Dewdrops on Leaves

Dewdrops on Leaves
"Send down the dew, ye heavens, from above, and let the clouds rain the Just One: let the earth be opened, and bud forth the Redeemer."

Thursday 12 September 2013

The man who loved people


You will forgive me, I’m sure, if I speak a little about my football club, or rather, about the values and qualities that are at the heart of its philosophy.

Football is in the news at the moment, mainly because of the phenomenal amount of money spent on transfer fees before the window closed at midnight last night.  By anyone’s reckoning,  almost seven hundred million is a lot of money, and especially in a time of recession.  But that is what the game has become – a business which is about assessing players by their worth in terms of what it will cost to buy or sell them.  It is a far cry from the philosophy of the man who called it the beautiful game, and laid down his condition of entry into its higher echelons at Liverpool with the words:

“For a player to be good enough to play for Liverpool, he must be prepared to run through a brick wall for me, then come out fighting on the other side.”

That’s commitment.

His name was Willie Shankley, the youngest of five boys, all of whom became professional footballers.

His birth place was a small mining village in Ayrshire called Glenbuik, a village which was already dying when he thrust his way into its sheltering arms way back in September, 1913.   It would have disappeared without leaving a trace if it had not been for the fact that it had produced the man we now know as Bill Shankley.

If you have visited Anfield, you will have seen his statue and perhaps walked through the Shankley gates.  You may have even touched the sign which all players  have to pass on their way to the pitch, which says in large letters:

THIS IS ANFIELD!

That was the work of Bill Shankley.  It’s there to remind our lads who they’re playing for, and to remind the opposition who they’re playing against!”  he asserted stoutly as he put it in place.

That’s ownership.

He knew all about ownership and closeness.  He was brought up in a place so small that most of the families were connected.  In a population of about 3,000 people, there were about four surnames! It was common to say “Which one are you, a Brown, a Ross, a Shankley or a Smith?

# Exercise goal:
Write out the passage of the Dewdrops on Leaves post from "The man who loved" to "of its philosophy." word for word.

# Given entries:
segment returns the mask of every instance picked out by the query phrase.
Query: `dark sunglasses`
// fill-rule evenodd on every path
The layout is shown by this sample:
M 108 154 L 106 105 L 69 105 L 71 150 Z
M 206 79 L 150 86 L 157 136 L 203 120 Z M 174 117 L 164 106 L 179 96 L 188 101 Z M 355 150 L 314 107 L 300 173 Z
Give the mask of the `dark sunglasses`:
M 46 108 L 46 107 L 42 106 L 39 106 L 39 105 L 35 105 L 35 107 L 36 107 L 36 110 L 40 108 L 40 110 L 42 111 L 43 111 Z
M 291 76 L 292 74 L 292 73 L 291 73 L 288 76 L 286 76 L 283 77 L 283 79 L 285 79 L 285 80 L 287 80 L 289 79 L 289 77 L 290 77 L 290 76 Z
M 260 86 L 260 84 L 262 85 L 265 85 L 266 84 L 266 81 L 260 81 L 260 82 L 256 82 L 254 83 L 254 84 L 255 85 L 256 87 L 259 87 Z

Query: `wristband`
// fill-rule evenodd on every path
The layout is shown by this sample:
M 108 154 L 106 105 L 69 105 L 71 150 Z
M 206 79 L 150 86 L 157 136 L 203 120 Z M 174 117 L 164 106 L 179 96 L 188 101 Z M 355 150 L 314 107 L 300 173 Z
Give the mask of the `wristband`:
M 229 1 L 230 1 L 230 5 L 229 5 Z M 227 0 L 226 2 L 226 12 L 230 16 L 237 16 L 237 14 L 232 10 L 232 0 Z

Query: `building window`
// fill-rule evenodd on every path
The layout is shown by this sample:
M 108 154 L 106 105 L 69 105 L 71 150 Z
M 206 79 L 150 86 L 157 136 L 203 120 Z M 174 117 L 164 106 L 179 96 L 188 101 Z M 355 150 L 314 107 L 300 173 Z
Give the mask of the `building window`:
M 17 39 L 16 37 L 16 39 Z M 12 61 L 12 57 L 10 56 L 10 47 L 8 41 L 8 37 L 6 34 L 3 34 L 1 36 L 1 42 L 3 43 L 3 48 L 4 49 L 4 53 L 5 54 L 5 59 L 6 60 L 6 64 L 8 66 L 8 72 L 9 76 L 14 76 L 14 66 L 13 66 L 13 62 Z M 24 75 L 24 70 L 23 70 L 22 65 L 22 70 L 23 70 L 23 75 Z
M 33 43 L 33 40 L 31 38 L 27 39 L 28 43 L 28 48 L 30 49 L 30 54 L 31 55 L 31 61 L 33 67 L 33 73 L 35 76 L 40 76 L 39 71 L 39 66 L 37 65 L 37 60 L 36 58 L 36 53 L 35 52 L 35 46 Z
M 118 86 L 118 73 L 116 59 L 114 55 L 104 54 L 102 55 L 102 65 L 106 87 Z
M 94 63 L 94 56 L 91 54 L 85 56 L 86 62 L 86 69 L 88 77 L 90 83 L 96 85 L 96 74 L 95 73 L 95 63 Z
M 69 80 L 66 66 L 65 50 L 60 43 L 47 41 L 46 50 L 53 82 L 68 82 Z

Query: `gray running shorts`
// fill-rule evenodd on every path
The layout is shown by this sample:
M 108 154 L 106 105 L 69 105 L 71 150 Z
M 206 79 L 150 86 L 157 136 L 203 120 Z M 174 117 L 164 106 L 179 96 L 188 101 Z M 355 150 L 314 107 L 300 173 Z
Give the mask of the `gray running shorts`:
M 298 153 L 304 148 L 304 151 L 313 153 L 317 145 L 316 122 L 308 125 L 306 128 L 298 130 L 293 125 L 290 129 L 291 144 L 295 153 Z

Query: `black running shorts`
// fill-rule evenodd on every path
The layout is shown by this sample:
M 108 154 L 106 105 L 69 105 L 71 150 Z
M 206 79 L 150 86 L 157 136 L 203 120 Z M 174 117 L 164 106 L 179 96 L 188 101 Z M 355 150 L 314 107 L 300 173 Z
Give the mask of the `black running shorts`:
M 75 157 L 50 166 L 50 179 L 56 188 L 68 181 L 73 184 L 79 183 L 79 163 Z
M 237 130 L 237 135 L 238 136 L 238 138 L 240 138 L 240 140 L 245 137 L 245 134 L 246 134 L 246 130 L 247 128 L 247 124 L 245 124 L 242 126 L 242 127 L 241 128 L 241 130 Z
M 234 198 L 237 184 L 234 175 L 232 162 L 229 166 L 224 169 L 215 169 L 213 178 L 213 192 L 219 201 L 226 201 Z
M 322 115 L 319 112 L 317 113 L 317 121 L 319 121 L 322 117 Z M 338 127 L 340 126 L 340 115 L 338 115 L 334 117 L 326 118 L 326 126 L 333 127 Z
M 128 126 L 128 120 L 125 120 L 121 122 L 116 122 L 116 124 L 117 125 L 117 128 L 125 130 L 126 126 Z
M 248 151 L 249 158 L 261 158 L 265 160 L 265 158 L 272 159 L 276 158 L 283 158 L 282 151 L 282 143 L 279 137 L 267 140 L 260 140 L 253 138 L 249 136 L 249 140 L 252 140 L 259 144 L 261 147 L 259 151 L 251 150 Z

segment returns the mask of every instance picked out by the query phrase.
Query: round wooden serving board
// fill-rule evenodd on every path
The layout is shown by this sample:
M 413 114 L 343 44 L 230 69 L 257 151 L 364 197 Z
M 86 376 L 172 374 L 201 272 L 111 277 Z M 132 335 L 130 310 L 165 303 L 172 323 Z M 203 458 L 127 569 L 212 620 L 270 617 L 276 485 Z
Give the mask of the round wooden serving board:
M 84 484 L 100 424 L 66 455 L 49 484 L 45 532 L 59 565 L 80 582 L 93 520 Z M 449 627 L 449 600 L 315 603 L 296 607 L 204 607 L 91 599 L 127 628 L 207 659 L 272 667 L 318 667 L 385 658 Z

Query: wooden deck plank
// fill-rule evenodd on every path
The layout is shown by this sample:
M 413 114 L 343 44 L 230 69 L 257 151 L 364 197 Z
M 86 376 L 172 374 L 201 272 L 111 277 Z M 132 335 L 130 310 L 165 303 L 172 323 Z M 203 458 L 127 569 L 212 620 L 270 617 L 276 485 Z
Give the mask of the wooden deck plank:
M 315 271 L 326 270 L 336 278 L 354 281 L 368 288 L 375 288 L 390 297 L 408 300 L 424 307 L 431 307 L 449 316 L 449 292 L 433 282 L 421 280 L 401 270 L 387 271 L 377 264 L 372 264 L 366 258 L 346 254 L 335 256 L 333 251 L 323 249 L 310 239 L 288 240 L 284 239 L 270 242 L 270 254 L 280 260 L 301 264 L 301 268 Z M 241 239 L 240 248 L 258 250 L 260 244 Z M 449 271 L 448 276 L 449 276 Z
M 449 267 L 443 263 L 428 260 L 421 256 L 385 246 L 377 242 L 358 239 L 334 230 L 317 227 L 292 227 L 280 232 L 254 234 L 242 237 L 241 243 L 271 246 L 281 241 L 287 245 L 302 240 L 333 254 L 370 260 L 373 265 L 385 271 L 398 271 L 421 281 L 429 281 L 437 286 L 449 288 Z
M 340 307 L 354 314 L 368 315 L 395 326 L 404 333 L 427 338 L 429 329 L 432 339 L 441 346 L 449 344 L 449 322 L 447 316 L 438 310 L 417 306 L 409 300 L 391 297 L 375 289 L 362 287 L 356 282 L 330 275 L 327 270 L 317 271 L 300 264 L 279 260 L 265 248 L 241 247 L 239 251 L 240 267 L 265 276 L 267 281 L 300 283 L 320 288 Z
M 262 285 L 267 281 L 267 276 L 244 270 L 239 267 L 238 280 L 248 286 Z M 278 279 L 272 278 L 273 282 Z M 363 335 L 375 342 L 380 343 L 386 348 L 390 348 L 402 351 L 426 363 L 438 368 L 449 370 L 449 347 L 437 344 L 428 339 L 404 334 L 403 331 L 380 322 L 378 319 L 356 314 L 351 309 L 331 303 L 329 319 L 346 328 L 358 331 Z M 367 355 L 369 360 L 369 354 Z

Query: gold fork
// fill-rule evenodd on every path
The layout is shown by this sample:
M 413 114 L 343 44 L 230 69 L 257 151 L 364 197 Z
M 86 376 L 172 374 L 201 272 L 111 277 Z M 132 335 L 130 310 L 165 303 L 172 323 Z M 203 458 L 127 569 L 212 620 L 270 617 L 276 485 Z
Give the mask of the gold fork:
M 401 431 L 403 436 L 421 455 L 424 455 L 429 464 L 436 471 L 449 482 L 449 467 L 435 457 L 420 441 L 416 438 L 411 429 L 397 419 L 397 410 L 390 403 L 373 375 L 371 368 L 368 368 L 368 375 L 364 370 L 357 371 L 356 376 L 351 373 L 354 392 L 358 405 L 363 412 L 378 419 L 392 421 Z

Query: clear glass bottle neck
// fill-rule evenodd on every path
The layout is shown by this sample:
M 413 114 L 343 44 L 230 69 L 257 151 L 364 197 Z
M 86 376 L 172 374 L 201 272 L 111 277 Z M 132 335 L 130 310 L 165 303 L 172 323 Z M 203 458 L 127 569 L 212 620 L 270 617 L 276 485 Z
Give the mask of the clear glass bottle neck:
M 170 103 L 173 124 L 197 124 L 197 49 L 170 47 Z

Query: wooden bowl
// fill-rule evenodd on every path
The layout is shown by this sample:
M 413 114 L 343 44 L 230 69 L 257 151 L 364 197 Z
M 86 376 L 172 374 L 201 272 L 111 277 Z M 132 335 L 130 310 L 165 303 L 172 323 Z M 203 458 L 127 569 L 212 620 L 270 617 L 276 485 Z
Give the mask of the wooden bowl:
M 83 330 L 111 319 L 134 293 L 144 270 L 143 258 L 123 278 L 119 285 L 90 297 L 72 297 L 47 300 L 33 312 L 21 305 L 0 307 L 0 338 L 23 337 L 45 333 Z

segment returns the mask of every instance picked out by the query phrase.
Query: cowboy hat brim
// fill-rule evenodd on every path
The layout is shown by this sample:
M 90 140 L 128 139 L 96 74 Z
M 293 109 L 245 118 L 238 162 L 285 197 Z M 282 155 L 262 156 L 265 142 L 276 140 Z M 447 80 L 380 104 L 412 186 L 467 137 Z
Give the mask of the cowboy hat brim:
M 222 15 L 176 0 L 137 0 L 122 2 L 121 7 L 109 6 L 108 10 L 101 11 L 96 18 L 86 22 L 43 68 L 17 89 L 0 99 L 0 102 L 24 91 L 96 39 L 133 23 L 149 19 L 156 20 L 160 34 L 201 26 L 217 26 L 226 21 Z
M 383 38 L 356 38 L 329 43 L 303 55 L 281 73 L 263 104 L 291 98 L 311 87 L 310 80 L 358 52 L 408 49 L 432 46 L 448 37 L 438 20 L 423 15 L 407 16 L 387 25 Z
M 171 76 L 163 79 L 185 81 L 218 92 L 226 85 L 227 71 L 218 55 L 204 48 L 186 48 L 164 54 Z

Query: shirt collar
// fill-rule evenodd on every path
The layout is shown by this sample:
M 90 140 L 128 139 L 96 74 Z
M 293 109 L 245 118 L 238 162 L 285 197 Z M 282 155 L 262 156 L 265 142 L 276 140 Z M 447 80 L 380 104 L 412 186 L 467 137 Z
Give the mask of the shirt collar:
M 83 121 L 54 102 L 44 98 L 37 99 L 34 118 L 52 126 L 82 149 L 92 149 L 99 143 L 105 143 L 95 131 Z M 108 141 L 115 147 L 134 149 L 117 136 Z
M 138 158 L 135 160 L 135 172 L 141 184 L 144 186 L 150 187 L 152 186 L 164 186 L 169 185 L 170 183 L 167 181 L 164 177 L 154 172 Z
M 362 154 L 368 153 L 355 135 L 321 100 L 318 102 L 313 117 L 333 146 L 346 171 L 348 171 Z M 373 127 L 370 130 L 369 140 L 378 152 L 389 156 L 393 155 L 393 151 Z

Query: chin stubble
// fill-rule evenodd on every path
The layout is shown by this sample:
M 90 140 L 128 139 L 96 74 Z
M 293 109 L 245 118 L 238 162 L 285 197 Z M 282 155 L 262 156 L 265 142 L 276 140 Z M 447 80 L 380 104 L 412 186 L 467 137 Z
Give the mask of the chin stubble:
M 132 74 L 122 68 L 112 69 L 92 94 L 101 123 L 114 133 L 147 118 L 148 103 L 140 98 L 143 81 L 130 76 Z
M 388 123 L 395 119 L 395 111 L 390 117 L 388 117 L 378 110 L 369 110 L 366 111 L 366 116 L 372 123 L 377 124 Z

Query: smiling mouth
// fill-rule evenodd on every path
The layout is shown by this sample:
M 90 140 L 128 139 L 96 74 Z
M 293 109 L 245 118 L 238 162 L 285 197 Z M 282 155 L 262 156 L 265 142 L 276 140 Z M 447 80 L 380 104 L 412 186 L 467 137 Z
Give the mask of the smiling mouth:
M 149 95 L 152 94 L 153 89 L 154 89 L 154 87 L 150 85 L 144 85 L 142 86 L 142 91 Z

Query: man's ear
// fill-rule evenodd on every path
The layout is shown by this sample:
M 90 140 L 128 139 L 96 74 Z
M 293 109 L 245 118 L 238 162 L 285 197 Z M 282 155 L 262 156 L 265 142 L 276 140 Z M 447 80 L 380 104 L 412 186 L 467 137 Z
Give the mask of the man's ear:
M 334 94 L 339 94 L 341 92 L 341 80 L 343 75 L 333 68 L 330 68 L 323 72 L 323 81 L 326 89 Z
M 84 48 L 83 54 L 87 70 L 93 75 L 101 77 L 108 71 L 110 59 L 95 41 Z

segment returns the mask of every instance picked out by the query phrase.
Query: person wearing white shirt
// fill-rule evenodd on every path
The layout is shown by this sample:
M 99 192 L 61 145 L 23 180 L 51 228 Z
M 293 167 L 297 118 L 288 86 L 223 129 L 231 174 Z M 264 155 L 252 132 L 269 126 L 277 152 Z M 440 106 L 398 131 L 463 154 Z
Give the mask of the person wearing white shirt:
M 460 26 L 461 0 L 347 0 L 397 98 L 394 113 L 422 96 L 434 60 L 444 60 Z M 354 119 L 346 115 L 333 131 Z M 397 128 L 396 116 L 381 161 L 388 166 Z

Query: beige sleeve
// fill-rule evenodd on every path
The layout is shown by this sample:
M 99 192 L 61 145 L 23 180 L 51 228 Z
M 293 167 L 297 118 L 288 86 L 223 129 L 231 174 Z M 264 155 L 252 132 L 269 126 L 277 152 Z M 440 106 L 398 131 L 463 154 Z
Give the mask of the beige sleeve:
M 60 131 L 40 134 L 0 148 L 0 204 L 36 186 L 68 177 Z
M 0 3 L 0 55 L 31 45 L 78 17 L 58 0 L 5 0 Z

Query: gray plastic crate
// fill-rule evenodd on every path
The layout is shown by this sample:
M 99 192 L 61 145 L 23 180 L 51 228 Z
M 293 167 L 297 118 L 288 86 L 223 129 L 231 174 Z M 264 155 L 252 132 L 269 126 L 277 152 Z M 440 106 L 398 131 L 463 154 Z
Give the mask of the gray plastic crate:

# Result of the exercise:
The man who loved people


You will forgive me, I’m sure, if I speak a little about my football club, or rather, about the values and qualities that are at the heart of its philosophy.